# RECORDED DATA
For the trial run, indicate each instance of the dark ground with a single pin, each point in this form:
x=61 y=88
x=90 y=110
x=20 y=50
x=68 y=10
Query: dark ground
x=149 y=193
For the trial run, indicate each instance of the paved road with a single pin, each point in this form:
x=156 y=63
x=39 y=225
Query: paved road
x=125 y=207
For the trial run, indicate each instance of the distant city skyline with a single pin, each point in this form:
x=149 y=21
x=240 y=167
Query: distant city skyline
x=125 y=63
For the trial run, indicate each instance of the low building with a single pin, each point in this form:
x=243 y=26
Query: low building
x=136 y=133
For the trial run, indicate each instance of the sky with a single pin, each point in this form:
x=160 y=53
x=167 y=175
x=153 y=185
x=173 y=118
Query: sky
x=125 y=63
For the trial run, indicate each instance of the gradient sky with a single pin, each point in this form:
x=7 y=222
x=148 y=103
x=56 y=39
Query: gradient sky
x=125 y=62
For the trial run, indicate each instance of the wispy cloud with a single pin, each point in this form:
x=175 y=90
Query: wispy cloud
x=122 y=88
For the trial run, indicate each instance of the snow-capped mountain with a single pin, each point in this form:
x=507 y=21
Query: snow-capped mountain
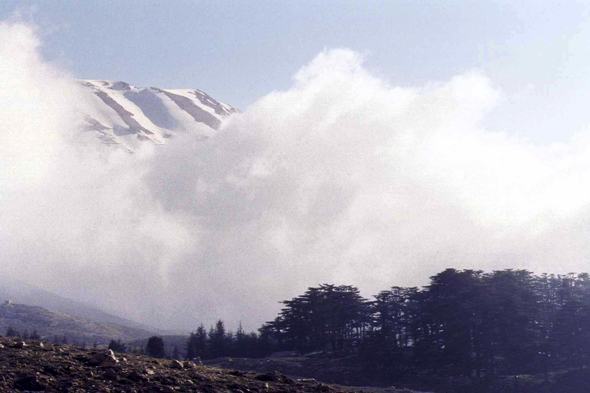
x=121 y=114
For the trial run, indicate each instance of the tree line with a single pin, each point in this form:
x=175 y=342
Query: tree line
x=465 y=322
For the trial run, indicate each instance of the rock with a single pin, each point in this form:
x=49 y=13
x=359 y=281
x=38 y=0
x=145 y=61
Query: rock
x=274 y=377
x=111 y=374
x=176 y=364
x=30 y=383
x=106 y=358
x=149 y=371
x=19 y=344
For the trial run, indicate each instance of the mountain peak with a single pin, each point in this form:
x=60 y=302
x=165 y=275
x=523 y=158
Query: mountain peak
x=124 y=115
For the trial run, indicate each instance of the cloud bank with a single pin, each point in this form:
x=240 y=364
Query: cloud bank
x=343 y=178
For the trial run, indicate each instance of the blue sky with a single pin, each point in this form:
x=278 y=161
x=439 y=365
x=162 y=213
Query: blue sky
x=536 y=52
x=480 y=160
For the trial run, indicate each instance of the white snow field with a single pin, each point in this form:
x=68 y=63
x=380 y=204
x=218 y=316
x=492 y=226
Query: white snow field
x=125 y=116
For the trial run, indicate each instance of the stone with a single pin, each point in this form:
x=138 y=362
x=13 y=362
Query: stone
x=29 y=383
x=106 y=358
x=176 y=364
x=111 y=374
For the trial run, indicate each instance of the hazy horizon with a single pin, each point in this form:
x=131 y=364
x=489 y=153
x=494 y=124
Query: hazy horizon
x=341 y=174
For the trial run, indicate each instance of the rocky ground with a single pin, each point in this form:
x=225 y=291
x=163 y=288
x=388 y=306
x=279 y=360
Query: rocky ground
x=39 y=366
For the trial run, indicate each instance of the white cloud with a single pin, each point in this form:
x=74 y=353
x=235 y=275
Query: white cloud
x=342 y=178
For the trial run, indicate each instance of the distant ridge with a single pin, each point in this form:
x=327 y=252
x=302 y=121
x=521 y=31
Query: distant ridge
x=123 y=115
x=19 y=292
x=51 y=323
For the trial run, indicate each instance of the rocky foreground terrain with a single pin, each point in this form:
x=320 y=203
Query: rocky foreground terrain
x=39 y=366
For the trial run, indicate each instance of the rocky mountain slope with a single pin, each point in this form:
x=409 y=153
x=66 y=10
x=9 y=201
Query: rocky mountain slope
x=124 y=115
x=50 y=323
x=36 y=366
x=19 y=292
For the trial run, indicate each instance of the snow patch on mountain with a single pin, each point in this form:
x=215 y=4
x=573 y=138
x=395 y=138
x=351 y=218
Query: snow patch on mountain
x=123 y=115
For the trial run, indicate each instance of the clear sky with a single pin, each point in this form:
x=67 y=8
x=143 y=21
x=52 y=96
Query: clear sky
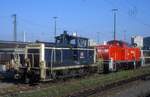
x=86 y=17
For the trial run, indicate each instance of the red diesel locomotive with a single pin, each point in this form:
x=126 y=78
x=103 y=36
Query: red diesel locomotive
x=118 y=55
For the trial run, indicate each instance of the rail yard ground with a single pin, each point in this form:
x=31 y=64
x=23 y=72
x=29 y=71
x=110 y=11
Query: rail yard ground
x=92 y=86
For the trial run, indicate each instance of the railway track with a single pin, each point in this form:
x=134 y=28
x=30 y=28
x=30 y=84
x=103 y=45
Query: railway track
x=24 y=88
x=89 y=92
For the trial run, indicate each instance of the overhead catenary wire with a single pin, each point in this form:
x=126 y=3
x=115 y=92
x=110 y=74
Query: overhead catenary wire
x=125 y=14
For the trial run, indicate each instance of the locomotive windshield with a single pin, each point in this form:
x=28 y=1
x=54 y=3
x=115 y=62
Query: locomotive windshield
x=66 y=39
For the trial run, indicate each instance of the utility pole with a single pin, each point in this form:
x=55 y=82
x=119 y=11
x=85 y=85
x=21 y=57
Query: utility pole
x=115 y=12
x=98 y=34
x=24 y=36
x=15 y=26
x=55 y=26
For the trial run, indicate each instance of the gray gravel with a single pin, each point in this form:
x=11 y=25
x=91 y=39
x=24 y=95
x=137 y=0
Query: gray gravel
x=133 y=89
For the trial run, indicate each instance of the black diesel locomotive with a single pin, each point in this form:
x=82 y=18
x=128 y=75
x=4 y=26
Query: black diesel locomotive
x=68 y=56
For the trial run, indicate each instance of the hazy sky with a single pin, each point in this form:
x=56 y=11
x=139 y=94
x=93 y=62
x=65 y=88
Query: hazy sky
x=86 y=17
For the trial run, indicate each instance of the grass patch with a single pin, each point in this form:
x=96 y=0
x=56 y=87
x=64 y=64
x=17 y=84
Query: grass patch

--

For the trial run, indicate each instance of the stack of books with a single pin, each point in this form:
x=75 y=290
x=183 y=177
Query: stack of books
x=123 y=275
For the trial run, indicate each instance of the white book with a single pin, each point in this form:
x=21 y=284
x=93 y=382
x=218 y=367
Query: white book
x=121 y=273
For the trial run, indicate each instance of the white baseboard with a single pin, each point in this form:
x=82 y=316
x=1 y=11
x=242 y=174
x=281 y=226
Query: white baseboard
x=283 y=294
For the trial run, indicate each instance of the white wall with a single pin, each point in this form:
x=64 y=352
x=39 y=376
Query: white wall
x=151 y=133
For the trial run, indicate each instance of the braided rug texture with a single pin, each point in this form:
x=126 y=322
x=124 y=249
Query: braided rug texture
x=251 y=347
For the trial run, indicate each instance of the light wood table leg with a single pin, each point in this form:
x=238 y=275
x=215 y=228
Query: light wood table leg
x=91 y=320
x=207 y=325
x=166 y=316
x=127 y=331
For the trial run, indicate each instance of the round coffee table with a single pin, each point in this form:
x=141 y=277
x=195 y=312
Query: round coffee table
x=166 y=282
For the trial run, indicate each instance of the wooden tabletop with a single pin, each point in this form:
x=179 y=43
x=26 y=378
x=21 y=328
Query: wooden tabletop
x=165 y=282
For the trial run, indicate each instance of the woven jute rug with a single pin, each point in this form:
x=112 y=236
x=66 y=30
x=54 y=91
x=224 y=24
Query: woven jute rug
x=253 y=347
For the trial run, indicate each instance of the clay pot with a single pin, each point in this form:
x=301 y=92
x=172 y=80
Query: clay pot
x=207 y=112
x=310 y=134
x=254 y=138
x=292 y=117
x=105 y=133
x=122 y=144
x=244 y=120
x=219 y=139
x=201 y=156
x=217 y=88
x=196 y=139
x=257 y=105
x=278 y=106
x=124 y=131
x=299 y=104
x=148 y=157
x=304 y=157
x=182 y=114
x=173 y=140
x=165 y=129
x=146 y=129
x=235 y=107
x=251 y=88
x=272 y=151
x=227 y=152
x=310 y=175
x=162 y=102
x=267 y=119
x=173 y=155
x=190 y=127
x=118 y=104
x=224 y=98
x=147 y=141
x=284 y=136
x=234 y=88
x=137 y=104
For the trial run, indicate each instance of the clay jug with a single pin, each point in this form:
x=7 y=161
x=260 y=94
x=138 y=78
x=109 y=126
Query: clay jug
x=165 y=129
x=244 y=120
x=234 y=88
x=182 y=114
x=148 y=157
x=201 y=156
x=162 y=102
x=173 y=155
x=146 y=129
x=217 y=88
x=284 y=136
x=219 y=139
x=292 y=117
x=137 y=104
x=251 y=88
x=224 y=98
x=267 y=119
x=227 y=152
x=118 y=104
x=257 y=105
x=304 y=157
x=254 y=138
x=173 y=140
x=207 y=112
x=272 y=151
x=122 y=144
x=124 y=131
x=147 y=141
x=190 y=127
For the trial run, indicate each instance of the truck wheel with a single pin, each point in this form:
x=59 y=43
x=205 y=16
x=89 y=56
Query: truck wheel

# TASK TO CARRY OUT
Could you arrange the data above as a Markdown table with columns named Row and Entry, covering the lines between the line holding "For the trial run, indicate each instance of the dark" and the line holding "x=125 y=207", inclusive, with one row per line, a row number in Row, and blank lines omitted?

# WRITTEN ANSWER
| Row | Entry |
|---|---|
| 1 | For the trial run, indicate each instance of the dark ground with a single pin, each point in this form: |
| 2 | x=61 y=88 |
| 3 | x=90 y=110 |
| 4 | x=20 y=50 |
| 5 | x=68 y=10 |
| 6 | Query: dark ground |
| 7 | x=149 y=193 |
| 8 | For the trial run, indicate each instance of the paved road with a single pin, each point in this form: |
| 9 | x=156 y=63 |
| 10 | x=39 y=225 |
| 11 | Query: paved road |
| 12 | x=125 y=207 |